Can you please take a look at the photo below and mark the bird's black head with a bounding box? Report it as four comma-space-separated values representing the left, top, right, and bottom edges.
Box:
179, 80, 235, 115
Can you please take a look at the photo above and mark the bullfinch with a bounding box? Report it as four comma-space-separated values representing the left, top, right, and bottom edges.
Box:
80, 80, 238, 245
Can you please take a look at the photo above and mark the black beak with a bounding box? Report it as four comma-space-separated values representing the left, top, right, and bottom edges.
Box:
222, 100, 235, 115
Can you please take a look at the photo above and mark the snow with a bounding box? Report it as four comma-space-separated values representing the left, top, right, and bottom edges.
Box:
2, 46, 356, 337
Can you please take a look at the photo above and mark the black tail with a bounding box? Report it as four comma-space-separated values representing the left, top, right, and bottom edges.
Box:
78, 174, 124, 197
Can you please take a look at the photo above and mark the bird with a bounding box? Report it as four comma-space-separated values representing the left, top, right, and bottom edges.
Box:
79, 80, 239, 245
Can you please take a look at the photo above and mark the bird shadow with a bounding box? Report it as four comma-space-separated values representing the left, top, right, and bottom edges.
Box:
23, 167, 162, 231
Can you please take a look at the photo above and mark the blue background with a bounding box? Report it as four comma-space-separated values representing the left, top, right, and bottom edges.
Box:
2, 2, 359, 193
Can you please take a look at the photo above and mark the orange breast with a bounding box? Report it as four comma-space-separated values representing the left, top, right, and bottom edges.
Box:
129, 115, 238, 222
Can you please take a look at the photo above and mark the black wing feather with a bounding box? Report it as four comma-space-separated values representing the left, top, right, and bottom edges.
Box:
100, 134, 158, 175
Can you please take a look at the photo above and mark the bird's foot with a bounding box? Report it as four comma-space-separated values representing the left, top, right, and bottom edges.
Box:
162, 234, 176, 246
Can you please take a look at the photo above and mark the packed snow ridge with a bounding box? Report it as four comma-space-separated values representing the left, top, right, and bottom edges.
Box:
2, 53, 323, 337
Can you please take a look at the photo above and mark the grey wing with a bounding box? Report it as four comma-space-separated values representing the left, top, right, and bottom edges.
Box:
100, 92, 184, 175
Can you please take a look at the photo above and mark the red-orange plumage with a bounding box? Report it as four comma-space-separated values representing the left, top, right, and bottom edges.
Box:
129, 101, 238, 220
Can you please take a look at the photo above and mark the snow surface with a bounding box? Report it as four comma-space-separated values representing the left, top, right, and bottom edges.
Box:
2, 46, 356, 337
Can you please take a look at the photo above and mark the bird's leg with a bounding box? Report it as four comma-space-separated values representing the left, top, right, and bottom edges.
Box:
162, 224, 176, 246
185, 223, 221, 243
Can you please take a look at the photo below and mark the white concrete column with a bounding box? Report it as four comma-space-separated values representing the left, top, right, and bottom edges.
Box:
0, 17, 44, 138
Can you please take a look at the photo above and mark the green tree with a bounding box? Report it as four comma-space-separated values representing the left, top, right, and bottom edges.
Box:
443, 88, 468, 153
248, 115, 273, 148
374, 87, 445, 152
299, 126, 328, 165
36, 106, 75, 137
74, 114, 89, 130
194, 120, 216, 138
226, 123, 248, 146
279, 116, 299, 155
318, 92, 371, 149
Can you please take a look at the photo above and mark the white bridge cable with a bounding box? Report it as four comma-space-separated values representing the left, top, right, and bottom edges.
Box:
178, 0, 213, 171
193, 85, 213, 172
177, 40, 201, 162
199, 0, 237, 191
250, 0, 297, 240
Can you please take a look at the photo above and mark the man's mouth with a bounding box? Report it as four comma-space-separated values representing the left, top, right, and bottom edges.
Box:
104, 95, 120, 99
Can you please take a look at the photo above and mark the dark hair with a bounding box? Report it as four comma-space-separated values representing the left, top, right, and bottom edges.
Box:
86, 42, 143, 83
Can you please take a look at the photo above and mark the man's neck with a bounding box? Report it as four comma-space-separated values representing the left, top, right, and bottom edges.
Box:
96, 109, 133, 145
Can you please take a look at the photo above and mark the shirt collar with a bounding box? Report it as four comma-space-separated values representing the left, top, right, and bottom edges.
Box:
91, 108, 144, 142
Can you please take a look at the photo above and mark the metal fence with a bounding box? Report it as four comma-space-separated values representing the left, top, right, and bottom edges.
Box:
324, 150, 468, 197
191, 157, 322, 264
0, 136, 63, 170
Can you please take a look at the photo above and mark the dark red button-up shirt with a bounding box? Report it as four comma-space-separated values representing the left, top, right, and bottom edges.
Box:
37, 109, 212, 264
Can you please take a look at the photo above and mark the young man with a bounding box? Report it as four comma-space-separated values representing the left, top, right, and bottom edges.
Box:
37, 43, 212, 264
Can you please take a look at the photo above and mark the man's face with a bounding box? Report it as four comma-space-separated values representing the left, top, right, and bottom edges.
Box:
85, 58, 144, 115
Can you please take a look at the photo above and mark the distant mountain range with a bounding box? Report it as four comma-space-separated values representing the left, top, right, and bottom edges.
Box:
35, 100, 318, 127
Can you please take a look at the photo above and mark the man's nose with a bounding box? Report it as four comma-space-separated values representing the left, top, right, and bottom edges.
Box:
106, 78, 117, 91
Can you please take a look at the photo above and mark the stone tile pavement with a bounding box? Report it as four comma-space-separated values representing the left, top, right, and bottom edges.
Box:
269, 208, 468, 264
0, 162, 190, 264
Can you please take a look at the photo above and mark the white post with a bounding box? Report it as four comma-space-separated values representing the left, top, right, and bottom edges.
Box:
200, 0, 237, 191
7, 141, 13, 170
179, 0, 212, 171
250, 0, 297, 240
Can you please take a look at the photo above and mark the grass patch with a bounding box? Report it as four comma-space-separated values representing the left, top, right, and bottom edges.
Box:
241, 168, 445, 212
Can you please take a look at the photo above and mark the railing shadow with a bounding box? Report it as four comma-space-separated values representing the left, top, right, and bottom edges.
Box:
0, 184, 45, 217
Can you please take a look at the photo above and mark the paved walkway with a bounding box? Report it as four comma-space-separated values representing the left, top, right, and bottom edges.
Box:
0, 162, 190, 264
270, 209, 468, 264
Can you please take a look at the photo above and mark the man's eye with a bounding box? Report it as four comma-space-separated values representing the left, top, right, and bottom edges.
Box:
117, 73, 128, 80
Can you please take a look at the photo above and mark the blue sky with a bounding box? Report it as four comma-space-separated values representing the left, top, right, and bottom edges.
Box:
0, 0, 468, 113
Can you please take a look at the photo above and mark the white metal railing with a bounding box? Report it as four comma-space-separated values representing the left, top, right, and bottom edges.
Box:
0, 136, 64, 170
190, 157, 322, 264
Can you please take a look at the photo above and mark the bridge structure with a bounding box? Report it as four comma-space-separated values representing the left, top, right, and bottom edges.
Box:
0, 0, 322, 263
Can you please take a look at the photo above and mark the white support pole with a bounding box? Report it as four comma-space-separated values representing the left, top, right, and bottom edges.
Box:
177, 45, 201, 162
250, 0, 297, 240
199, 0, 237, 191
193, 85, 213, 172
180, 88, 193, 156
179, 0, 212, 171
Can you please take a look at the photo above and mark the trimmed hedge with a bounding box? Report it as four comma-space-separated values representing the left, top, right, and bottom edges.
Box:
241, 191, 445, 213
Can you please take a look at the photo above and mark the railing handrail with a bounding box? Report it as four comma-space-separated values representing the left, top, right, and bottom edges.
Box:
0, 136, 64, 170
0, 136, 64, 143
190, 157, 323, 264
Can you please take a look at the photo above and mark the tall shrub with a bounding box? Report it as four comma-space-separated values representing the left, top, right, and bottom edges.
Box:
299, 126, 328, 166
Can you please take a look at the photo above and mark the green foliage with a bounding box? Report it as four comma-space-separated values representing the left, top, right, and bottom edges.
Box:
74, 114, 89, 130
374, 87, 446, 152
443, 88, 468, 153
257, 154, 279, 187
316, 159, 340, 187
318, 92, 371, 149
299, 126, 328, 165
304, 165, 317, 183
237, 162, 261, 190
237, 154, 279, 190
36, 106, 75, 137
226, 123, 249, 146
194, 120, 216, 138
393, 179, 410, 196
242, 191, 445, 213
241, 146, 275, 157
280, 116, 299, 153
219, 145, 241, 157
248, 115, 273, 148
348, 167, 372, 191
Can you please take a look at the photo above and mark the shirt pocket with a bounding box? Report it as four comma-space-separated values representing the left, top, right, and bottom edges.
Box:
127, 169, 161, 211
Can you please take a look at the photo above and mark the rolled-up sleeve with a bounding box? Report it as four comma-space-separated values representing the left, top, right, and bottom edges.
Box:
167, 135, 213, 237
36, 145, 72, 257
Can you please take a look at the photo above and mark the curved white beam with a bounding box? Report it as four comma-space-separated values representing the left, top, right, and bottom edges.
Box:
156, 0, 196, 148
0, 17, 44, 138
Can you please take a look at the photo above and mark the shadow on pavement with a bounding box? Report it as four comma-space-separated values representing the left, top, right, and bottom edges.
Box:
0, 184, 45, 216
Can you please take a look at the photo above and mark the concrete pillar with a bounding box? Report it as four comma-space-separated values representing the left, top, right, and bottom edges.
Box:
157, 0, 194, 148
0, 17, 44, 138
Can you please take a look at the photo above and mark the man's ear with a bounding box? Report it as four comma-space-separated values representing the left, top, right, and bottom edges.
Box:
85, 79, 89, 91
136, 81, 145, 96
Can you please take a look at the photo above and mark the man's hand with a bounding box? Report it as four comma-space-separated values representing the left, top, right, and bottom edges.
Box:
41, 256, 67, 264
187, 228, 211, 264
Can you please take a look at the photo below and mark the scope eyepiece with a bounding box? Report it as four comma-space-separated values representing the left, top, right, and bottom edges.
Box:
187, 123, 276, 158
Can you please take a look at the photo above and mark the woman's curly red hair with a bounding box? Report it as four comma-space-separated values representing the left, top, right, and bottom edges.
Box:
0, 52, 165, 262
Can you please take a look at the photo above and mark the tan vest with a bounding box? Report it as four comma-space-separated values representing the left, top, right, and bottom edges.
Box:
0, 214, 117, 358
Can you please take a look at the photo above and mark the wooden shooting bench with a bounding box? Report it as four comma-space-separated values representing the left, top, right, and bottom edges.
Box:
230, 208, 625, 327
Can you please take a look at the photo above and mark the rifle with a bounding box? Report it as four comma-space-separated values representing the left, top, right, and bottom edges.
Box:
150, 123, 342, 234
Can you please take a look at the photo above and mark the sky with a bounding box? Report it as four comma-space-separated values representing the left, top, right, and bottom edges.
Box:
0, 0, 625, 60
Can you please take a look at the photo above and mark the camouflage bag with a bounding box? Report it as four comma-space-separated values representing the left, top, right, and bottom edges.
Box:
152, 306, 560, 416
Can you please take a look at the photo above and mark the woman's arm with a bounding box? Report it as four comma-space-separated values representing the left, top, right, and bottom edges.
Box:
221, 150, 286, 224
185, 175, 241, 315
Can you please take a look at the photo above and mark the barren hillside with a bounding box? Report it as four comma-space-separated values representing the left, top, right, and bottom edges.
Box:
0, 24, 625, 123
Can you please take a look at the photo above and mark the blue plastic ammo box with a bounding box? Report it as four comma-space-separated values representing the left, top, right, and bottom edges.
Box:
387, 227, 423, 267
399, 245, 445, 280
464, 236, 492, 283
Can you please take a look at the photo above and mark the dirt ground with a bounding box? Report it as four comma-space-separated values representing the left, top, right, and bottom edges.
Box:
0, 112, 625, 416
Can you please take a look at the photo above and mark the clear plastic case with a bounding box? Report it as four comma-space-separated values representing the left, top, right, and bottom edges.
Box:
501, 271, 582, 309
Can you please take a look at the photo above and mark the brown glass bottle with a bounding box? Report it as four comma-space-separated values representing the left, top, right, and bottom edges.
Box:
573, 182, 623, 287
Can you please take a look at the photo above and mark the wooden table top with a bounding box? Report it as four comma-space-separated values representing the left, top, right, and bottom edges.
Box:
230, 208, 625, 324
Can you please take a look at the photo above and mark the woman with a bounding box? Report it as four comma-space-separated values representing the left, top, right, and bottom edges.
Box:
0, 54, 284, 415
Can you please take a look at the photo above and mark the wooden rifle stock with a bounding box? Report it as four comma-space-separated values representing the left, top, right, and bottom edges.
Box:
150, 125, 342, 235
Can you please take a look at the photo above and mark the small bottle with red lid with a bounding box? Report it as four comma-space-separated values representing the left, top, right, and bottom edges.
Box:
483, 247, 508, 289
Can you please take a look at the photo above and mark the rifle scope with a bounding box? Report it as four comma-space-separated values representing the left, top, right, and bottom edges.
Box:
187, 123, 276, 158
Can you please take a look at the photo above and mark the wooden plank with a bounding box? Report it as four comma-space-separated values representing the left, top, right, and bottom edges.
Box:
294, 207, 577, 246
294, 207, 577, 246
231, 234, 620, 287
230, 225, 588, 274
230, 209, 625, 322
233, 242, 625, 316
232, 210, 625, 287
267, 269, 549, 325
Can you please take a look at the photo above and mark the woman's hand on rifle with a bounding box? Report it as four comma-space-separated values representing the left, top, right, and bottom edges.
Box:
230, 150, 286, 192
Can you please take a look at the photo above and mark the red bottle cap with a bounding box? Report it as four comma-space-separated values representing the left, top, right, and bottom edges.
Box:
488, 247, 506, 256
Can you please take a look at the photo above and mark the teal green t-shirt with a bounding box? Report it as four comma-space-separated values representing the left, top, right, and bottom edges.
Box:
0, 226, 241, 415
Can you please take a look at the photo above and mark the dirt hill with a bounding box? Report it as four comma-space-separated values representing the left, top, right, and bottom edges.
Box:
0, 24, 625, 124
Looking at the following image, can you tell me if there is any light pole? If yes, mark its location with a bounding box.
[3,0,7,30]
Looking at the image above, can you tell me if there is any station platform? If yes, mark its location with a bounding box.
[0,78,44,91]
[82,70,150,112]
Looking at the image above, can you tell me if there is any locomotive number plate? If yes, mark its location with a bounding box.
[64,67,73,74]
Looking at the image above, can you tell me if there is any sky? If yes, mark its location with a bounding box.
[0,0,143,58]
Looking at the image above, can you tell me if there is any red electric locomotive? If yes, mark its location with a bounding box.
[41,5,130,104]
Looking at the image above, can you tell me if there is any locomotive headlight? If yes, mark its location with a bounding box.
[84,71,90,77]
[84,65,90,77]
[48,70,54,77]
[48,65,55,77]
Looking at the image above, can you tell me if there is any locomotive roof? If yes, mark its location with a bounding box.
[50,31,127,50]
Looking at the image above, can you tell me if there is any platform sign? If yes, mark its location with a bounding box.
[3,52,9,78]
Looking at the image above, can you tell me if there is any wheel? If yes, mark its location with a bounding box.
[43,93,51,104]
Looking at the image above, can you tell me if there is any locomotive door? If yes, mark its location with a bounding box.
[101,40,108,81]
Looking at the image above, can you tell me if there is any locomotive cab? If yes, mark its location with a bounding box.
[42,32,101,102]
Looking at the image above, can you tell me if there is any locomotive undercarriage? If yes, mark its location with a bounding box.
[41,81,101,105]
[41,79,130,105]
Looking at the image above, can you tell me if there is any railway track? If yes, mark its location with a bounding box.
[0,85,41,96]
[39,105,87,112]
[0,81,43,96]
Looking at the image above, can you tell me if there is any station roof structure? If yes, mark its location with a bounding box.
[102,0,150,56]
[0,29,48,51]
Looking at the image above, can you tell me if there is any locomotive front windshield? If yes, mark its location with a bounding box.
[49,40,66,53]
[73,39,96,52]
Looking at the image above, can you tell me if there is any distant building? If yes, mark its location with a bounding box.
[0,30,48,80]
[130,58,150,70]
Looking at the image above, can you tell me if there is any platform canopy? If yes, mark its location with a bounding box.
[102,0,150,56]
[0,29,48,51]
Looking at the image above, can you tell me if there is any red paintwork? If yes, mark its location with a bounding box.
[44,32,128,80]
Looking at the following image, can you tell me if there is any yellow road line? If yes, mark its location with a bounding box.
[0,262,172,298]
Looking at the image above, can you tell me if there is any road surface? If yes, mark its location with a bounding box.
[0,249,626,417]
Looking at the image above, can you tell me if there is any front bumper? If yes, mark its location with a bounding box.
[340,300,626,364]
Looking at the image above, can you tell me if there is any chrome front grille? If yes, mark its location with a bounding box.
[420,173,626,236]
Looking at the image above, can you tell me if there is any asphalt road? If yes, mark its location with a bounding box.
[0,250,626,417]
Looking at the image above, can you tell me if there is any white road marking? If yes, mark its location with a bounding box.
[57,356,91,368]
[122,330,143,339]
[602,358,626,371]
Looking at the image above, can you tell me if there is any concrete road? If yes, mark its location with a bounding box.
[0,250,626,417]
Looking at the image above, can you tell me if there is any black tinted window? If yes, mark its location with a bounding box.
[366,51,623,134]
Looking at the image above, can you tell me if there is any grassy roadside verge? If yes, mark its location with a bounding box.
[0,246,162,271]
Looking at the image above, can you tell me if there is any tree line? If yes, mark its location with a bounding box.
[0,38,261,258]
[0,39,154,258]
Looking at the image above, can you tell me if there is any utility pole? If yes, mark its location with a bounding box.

__REQUIREMENTS__
Edit everything from the line containing "is any concrete" down to the line containing "[366,51,623,134]", putting "paved road" in place of "concrete road" and keeping all else the same. Give only those lines.

__TASK RESULT__
Looking at the image above, can you tell me if there is any paved road? If yes, mark its location with a bounding box.
[0,250,626,417]
Looking at the image above, can you tell me if there is any black tinted window? If yes, mark its location with a bounding box.
[366,51,623,134]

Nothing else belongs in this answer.